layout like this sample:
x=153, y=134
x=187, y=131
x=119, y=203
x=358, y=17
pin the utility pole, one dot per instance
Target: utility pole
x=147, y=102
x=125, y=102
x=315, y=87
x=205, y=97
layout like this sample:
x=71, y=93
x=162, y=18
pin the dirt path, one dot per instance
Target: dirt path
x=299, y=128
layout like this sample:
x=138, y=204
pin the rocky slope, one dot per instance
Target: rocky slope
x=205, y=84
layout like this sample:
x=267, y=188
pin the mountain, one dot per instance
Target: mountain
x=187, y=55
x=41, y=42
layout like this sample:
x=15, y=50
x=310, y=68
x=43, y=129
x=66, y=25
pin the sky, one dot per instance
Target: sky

▬▬▬

Task prompt: Format every line of the items above as a Markdown table with the columns Row and Line, numbering the rows in order and leaving out blank lines.

Task solution:
| Row | Line |
|---|---|
| 1 | layout like this sample: |
| 2 | x=153, y=134 |
| 3 | x=187, y=131 |
| 4 | x=119, y=203 |
| 5 | x=358, y=17 |
| 6 | pin the utility pole, one dot per instance |
| 7 | Target: utility pole |
| 8 | x=147, y=102 |
| 9 | x=125, y=102 |
| 10 | x=315, y=87 |
| 11 | x=205, y=97 |
| 12 | layout like this sample: |
| 13 | x=71, y=93 |
| 14 | x=162, y=18 |
| 15 | pin the dirt path, one dot per instance |
| 16 | Target: dirt path |
| 17 | x=299, y=128 |
| 18 | layout like this sample: |
| 19 | x=138, y=204 |
| 20 | pin the rocky slope, one dot per instance |
| 21 | Target: rocky slope |
| 22 | x=205, y=84 |
| 23 | layout like this sample: |
| 24 | x=267, y=188 |
| 25 | pin the mountain, one dot per instance |
| 26 | Target: mountain |
| 27 | x=187, y=55 |
| 28 | x=41, y=42 |
| 29 | layout like this sample: |
| 30 | x=15, y=50 |
| 31 | x=310, y=68 |
| 32 | x=43, y=129 |
| 33 | x=66, y=25 |
| 34 | pin the sky, one dot per instance |
| 35 | Target: sky |